## EXERCISE
The full data, repeated exactly, is the only answer needed.

## RECORDS PROVIDED
<<<<

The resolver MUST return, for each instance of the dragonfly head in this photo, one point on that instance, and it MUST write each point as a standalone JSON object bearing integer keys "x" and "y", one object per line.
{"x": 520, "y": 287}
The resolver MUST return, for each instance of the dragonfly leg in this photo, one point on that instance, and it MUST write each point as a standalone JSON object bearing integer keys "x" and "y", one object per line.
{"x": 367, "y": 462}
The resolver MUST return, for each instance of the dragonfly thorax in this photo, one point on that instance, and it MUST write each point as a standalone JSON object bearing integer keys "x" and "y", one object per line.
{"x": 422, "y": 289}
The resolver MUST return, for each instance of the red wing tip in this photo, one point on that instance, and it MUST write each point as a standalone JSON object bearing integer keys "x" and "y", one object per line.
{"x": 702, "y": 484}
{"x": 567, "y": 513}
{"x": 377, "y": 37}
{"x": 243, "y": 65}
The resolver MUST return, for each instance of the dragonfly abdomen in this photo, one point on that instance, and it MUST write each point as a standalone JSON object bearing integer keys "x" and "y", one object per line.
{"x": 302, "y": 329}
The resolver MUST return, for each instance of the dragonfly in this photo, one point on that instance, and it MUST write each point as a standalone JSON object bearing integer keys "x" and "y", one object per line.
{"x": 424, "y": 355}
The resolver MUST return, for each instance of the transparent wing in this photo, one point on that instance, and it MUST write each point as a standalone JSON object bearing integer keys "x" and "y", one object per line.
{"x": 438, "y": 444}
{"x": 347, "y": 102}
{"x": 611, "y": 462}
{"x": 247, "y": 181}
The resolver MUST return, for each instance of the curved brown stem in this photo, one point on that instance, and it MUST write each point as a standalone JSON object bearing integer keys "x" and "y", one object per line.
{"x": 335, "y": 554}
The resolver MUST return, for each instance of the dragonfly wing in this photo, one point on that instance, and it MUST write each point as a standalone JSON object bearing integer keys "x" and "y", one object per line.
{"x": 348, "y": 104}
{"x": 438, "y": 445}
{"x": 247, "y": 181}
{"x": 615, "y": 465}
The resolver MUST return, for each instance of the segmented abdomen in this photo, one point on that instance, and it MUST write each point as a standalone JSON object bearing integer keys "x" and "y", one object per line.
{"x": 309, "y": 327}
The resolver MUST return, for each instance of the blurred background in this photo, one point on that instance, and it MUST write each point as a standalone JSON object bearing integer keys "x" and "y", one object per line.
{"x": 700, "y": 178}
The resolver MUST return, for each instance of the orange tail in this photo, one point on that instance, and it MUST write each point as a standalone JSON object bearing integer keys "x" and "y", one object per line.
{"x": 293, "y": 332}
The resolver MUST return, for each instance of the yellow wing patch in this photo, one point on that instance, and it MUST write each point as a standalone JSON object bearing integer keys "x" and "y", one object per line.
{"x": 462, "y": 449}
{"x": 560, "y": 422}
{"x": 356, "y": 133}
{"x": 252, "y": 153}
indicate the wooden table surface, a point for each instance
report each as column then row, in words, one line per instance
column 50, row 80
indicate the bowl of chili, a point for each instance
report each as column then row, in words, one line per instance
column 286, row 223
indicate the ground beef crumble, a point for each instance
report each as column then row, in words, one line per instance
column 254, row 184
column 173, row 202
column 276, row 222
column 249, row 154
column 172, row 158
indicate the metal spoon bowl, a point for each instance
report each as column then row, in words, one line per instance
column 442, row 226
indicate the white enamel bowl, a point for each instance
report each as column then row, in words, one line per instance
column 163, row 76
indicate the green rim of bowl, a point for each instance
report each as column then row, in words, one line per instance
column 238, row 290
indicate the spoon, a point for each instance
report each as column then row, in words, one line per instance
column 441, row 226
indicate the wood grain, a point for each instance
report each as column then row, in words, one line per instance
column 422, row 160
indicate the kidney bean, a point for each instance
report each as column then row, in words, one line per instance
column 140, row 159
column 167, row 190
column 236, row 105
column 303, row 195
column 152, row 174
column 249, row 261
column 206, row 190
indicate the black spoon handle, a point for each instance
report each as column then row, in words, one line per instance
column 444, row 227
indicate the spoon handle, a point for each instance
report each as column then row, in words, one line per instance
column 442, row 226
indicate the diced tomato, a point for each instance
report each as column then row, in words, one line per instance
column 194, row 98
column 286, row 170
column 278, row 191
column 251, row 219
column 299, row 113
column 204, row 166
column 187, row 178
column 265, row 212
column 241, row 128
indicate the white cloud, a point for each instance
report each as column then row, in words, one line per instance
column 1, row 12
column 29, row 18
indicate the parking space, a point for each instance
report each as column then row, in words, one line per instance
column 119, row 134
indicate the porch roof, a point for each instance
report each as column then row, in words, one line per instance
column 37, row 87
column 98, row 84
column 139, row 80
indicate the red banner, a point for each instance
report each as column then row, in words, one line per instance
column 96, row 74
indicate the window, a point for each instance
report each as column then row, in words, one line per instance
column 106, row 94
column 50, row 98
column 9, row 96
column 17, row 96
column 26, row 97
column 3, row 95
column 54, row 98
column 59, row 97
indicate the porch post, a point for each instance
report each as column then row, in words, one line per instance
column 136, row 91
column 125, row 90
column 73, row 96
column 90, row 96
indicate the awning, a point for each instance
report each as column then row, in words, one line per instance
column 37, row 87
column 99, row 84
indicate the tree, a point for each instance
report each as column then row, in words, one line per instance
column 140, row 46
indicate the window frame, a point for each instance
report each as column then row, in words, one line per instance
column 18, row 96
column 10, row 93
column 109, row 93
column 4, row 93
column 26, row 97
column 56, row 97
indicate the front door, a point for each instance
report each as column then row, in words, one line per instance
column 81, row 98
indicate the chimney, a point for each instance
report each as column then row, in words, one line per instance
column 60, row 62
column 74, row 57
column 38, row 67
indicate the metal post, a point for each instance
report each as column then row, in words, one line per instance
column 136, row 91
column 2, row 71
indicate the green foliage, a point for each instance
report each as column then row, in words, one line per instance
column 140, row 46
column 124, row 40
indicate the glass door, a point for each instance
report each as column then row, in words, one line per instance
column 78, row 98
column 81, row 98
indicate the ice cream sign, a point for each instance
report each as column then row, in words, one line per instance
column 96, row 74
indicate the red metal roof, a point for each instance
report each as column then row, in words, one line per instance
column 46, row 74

>>>>

## RESPONSE TO THE EXERCISE
The resolver MUST return, for each instance of the dragonfly head in this photo, one point on that instance, and it MUST write each point as a standalone JSON object bearing integer keys "x" and "y", one object per line.
{"x": 520, "y": 287}
The resolver MUST return, for each instance of the dragonfly leg in this photo, one point on that instance, and it MUST write each point as a standalone JSON object bearing integer keys "x" and "y", one object per line.
{"x": 367, "y": 462}
The resolver MUST return, for each instance of the dragonfly thorax in this photo, one point on that instance, and it MUST write each point as a standalone JSON object bearing integer keys "x" and "y", one object per line.
{"x": 422, "y": 289}
The resolver MUST return, for each instance of the red wing tip in this photo, one point on that instance, and it MUST write each point as a standalone JSON object bearing integer keys "x" and "y", one object per line.
{"x": 702, "y": 484}
{"x": 567, "y": 513}
{"x": 377, "y": 37}
{"x": 243, "y": 65}
The resolver MUST return, for each instance of the dragonfly abdomen in this photo, one point on that instance, and it MUST write each point as a standalone JSON object bearing integer keys "x" and "y", one object per line.
{"x": 302, "y": 329}
The resolver MUST return, for each instance of the dragonfly in this photo, one point on that instance, and it MUST write each point as a standalone JSON object bearing integer keys "x" and "y", one object per line.
{"x": 424, "y": 355}
The resolver MUST return, for each instance of the transparent wing in this photo, one point on that instance, and it MUST write each point as a standalone JSON object bearing integer keys "x" and "y", one object per line.
{"x": 438, "y": 444}
{"x": 347, "y": 102}
{"x": 611, "y": 462}
{"x": 247, "y": 181}
The resolver MUST return, for each instance of the curved brown stem in this photo, one point on that instance, and it MUST write each point as a standalone JSON object bearing integer keys "x" and "y", one object per line.
{"x": 335, "y": 554}
The resolver MUST return, for each instance of the dragonfly wing in this photo, one point on that instance, and it MUST write each point as a standalone JSON object bearing integer keys "x" and "y", one object per line.
{"x": 348, "y": 104}
{"x": 438, "y": 445}
{"x": 247, "y": 181}
{"x": 615, "y": 465}
The resolver MUST return, for each instance of the segmented abdomen in this photo, one point on that instance, and it MUST write each point as a standalone JSON object bearing integer keys "x" and "y", one object per line.
{"x": 309, "y": 327}
The resolver MUST return, for each instance of the blurred background in this photo, one point on that instance, and it MUST write each point as a standalone JSON object bearing integer keys "x" and "y", one object per line.
{"x": 700, "y": 178}
The resolver MUST return, for each instance of the orange tail in this photo, one point on that instance, and it MUST write each point as a standalone JSON object bearing integer keys "x" and "y", one object per line.
{"x": 293, "y": 332}
The resolver MUST return, for each instance of the yellow wing patch in this photo, one point on that instance, and it MUST write each point as a standalone JSON object bearing integer keys "x" and "y", one object per line.
{"x": 462, "y": 449}
{"x": 560, "y": 422}
{"x": 356, "y": 133}
{"x": 252, "y": 153}
indicate the wooden table surface, a point for each instance
report each as column then row, in words, one line per instance
column 50, row 80
indicate the bowl of chili, a point for each instance
report each as column then row, in words, one line per instance
column 286, row 223
indicate the ground beef crumble, a point for each instance
report each as column then row, in words, one line per instance
column 254, row 184
column 173, row 202
column 276, row 222
column 249, row 154
column 172, row 158
indicate the metal spoon bowl, a point for each instance
report each as column then row, in words, one line per instance
column 442, row 226
indicate the white enamel bowl, a point for each instance
report each as column then row, in words, one line per instance
column 163, row 76
indicate the green rim of bowl, a point for each instance
report each as column then row, in words, one line per instance
column 238, row 290
indicate the spoon, a point for each instance
report each as column then row, in words, one line per instance
column 441, row 226
indicate the wood grain, a point for each instance
report each as column then row, in words, one line per instance
column 422, row 160
indicate the kidney bean, a point for each instance
report each as column then row, in words, one line per instance
column 140, row 159
column 167, row 190
column 236, row 105
column 303, row 195
column 152, row 174
column 249, row 261
column 206, row 190
indicate the black spoon handle, a point for each instance
report each as column then row, in words, one line per instance
column 444, row 227
indicate the spoon handle, a point for each instance
report each as column then row, in words, one line per instance
column 442, row 226
indicate the diced tomato, a point for each instance
report each as column then row, in words, one line per instance
column 194, row 98
column 286, row 170
column 278, row 191
column 251, row 219
column 299, row 113
column 204, row 166
column 187, row 178
column 265, row 212
column 241, row 128
indicate the white cloud, a point for each instance
report each as column then row, in words, one line per instance
column 1, row 12
column 29, row 18
indicate the parking space, a point for each instance
report each as column then row, in words, one line per instance
column 119, row 134
indicate the porch roof, a point for each instance
report each as column then row, in words, one line per instance
column 37, row 87
column 98, row 84
column 139, row 80
indicate the red banner, a point for each instance
report each as column then row, in words, one line per instance
column 96, row 74
indicate the window, a point for each instance
report each as column then row, in words, one line per instance
column 106, row 94
column 50, row 98
column 9, row 96
column 17, row 96
column 26, row 97
column 3, row 95
column 54, row 98
column 59, row 97
indicate the porch post, a point for each instance
report each as column then row, in words, one line per instance
column 136, row 91
column 125, row 90
column 73, row 96
column 90, row 96
indicate the awning, a point for each instance
report each as column then row, in words, one line per instance
column 37, row 87
column 99, row 84
indicate the tree, a point for each instance
report each as column then row, in words, one line per instance
column 140, row 46
indicate the window frame, a point for each instance
report each as column then row, in words, one line per instance
column 18, row 96
column 10, row 93
column 109, row 93
column 4, row 93
column 26, row 97
column 56, row 97
indicate the front door, a point for each instance
report each as column then row, in words, one line per instance
column 81, row 98
indicate the chimney, a point for each instance
report each as column then row, in words, one line per instance
column 60, row 62
column 74, row 57
column 38, row 67
indicate the metal post, a point for each instance
report each as column then row, in words, one line per instance
column 136, row 91
column 2, row 71
indicate the green foliage, a point for each instance
report each as column then row, in words, one line per instance
column 140, row 46
column 124, row 40
indicate the glass door, a point for each instance
report each as column then row, in words, one line per instance
column 78, row 98
column 81, row 98
indicate the ice cream sign, a point for each instance
report each as column then row, in words, one line per instance
column 96, row 74
indicate the red metal roof, a point for each instance
report each as column then row, in words, one line per instance
column 46, row 74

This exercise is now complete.